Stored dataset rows
##########

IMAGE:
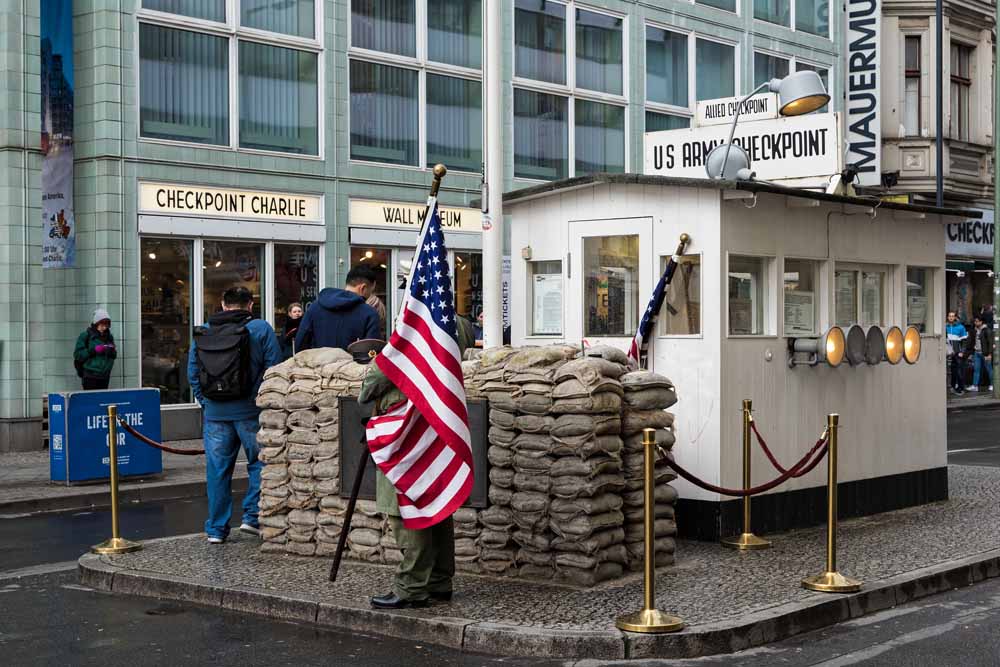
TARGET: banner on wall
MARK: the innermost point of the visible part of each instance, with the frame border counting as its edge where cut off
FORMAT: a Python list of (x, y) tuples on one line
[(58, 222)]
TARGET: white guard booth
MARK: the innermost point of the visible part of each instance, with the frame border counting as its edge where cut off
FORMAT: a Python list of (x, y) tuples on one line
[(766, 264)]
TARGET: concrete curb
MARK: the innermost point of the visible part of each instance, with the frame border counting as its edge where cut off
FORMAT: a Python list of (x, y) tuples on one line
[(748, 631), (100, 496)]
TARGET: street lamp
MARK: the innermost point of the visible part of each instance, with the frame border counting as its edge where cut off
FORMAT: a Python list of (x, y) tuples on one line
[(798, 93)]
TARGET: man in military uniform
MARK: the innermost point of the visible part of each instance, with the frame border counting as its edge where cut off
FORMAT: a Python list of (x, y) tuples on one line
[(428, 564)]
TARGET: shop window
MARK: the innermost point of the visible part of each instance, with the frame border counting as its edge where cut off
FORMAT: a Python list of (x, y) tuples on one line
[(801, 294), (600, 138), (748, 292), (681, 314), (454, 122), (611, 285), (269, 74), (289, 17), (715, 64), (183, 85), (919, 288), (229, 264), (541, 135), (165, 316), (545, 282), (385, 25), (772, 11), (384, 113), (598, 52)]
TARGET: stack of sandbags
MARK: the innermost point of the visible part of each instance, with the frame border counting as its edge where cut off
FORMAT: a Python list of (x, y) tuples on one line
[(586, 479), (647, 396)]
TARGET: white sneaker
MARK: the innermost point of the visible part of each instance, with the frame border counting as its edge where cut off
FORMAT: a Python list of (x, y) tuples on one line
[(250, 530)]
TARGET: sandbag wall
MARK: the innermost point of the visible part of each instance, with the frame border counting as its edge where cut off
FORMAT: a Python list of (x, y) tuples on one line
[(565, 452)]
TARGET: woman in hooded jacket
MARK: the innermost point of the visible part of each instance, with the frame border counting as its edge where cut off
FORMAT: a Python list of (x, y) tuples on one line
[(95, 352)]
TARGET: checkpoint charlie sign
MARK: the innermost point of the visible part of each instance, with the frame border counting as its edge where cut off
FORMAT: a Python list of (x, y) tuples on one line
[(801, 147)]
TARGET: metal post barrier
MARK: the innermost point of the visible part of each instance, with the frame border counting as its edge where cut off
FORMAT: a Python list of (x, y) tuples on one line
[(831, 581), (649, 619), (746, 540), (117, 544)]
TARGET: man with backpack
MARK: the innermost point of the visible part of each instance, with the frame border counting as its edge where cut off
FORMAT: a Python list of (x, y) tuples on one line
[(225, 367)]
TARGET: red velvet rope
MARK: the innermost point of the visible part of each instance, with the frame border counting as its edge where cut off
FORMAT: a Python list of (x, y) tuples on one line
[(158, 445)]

##########

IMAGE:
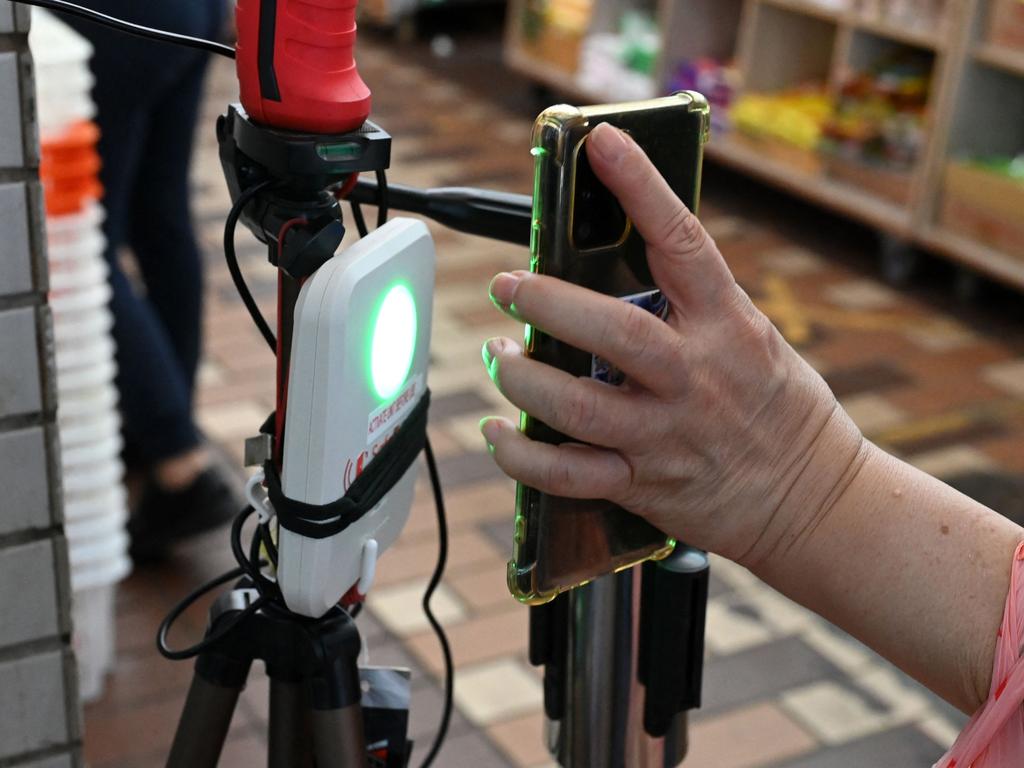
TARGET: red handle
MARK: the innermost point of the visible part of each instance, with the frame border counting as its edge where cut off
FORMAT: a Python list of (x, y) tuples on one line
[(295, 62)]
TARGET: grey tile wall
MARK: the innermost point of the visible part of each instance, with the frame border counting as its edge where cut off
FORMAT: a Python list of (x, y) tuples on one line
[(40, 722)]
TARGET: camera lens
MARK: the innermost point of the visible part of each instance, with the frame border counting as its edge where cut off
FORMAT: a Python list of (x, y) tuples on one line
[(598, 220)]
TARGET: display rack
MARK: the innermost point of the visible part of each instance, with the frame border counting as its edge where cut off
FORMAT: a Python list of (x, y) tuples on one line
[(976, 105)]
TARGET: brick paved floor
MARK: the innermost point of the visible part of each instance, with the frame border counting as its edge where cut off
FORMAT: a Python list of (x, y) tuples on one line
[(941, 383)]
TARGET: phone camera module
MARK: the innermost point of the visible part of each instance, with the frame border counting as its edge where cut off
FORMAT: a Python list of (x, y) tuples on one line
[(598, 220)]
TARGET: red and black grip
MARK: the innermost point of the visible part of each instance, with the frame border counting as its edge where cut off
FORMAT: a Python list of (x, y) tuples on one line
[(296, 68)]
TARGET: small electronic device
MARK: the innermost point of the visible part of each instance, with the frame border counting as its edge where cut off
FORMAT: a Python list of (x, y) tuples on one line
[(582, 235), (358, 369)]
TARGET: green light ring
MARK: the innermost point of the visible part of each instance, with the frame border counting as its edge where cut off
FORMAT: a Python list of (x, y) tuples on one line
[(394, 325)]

##########

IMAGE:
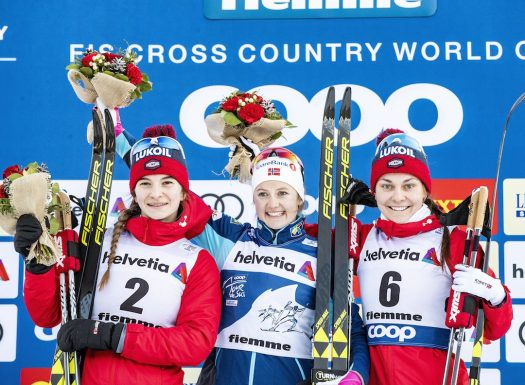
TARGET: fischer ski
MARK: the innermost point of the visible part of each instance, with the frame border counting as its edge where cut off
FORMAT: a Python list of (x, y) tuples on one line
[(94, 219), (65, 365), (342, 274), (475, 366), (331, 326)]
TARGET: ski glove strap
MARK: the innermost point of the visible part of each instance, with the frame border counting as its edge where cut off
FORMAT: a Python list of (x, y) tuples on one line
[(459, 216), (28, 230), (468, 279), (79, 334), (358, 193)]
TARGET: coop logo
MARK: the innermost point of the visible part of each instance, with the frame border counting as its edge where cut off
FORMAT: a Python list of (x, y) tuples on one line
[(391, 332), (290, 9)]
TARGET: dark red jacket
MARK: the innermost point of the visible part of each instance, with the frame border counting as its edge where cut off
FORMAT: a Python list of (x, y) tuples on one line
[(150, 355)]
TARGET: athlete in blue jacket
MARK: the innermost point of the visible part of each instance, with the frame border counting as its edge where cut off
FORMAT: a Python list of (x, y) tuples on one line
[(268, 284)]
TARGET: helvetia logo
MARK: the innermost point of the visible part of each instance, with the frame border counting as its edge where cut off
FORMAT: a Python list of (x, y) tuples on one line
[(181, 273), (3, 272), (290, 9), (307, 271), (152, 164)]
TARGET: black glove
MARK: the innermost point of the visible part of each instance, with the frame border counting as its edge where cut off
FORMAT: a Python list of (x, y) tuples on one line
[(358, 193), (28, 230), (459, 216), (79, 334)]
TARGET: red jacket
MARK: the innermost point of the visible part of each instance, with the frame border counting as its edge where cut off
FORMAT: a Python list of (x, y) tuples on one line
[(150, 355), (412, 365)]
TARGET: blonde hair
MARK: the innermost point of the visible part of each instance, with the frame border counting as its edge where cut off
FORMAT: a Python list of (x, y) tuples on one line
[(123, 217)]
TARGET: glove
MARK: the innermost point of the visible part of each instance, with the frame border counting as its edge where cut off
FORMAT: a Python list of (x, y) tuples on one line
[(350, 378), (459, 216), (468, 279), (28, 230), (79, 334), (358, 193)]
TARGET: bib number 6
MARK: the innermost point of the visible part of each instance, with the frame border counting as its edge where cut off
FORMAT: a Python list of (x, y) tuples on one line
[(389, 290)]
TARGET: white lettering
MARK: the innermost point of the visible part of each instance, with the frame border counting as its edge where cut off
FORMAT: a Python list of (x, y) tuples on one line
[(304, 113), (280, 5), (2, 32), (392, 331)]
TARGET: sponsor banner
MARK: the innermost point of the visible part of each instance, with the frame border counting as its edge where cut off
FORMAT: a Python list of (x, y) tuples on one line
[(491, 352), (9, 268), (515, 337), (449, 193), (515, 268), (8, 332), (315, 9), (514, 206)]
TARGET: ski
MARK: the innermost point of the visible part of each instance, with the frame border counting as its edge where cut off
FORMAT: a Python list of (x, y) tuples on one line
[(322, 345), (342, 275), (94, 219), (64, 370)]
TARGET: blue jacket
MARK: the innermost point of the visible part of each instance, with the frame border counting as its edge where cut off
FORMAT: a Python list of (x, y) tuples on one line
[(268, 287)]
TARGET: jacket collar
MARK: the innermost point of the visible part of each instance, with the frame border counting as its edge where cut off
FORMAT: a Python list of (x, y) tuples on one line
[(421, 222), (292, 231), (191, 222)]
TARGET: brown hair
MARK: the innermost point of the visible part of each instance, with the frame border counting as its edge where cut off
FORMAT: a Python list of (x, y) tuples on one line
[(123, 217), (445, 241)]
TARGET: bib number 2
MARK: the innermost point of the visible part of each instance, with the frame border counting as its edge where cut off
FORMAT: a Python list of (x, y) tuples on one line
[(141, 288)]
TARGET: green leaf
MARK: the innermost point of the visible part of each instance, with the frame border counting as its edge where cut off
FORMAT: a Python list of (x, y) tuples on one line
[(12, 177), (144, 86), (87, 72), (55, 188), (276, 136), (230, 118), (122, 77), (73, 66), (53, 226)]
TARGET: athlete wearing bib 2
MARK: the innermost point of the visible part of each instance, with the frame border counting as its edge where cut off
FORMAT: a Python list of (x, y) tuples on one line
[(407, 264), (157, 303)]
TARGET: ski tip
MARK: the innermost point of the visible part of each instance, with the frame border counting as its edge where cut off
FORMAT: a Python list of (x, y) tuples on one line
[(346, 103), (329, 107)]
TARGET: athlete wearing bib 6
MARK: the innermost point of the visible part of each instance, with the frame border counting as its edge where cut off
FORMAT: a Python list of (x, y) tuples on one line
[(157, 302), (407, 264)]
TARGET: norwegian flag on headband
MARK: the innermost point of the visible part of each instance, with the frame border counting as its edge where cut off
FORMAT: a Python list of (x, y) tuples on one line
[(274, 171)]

##########

What the task requires:
Retype the rows verbatim, starting at the line containing "TARGET: ski glove strap" and ending after the line containing "[(150, 355)]".

Task output:
TARGET: ski glove strap
MARK: the innermost point of the visible part of each instance, with the frame border counting as its edge where cut off
FORMAT: a Python list of (x, y) tuples on one line
[(459, 216), (28, 230), (468, 279), (79, 334), (358, 193)]
TARGET: coop logo
MARK: the innermost point of the visible part of each instance, with the frame border counting as its edge where cut off
FORMAT: a Python list of (x, y) tuples on one line
[(391, 332), (290, 9)]
TARGET: dark red jacket
MARK: the innermost point of the visible part of each instance, with the frame border counting as its edge where cut off
FORMAT: a Python list of (x, y) tuples on one line
[(150, 355)]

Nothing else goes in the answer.